(SOURCE TEXT):
# Can you mix different birds?



## Ducky (Nov 23, 2008)

Is it possible to keep two different types of birds in the same cage? 

I already have a budgie, but would love a canary. But dont have space to permanantly have two cages. 

So basically is this possible/advisable?


----------



## Paul Dunham (Apr 1, 2010)

It's better not to mix birds in a small cage. Except for some small species of finches such as Bengalese Finches, Zebra Finches, Silverbills and various manakins. There are people who have kept Budgie & Canaries sucessfully together in a small cage, but generally their does tend to be problems at some point. I know Budgies to kill or bite the toes off Canaries, so I think it would be better not to mix them together in a small cage.


----------



## Ducky (Nov 23, 2008)

thanks for the reply. yeah that seems to be what im hearing about, that the bigger birds tend to bully the smaller ones, and pecking and so forth. 
best not to chance it i think!!


----------



## M.R Drake (Sep 1, 2010)

(Dataset rows)
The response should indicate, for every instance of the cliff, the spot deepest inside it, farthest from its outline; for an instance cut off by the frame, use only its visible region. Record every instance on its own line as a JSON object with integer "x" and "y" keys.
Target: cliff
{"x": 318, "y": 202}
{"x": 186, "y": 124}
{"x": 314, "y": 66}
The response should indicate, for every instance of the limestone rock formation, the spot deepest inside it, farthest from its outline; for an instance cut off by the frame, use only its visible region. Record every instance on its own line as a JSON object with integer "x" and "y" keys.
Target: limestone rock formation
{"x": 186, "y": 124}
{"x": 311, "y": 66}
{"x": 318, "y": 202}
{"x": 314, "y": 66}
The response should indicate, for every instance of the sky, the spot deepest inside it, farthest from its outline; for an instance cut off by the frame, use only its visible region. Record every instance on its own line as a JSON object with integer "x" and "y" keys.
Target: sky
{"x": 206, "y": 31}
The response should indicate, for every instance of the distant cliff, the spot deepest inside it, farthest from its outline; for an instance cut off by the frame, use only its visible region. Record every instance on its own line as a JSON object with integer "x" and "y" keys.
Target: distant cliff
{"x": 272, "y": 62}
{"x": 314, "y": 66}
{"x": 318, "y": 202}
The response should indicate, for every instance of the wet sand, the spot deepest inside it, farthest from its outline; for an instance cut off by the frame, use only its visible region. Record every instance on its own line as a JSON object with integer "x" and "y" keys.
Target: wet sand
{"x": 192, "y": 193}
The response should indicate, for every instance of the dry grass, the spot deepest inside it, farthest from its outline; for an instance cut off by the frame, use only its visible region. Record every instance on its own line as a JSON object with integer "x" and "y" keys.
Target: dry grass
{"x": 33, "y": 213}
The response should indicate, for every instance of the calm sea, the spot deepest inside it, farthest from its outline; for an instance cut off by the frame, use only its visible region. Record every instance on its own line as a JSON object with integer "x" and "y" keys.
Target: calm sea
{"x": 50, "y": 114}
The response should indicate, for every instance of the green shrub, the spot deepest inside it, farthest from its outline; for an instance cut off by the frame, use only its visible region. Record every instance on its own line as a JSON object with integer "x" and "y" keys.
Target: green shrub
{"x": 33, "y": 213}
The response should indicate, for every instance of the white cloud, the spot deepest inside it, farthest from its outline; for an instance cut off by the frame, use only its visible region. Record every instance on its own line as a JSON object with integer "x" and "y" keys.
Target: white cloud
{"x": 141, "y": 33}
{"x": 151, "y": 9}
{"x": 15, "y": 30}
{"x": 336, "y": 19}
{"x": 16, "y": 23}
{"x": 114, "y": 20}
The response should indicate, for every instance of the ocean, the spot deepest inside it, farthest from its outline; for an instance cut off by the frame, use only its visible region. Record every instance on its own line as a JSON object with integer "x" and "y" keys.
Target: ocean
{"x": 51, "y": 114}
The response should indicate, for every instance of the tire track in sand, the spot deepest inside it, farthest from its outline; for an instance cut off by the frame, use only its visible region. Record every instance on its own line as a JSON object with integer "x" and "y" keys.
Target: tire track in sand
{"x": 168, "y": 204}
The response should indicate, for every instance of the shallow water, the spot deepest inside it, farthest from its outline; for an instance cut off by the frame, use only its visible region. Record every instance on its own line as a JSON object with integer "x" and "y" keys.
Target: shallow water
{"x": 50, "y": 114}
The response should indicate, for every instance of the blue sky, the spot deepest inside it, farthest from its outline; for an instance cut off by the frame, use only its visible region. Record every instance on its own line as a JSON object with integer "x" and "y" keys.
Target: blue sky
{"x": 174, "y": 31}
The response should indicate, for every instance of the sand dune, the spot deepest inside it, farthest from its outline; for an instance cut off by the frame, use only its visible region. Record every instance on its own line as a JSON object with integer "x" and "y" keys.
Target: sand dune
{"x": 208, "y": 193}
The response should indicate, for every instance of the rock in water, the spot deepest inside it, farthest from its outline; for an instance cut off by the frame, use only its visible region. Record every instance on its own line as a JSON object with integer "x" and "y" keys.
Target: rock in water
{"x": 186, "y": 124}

(OBJECTIVES):
a – For the thread on mixing birds, state whether each statement agrees with the text, answering yes or no and quoting the deciding words: (i) Ducky already owns a canary; (ii) Paul Dunham names Zebra Finches among the species that can share a small cage; (iii) Ducky decides to take the risk.
b – Supply the next part of the thread on mixing birds, starting after its final line.
These lines have no connection to the thread on mixing birds.

(ANSWERS FOR THE EXERCISE):
a –
(i) No: "I already have a budgie, but would love a canary."
(ii) Yes: "Except for some small species of finches such as Bengalese Finches, Zebra Finches, Silverbills and various manakins."
(iii) No: "best not to chance it i think!!"

b –
Well, I have an aviary that has zebra finches, silverbill, diamond doves, tiger finch (red munia) and budgies, and they all live happily and peacefully, the trick is, get the budgie as young as possible so that it gets used to other species of birds. My birds in the aviary are not bullying each other due to the space they are given, the diamond doves had even breeded and produced three generations so far, and the female is still sitting on two eggs now!! The bigger the cage, the better things are.


----------



## Ducky (Nov 23, 2008)

i already have a budgie, he is three. so it would have been introducing a canary. his cage is pretty big, but not enormous. i think il just stick to the budgies just now! hehe.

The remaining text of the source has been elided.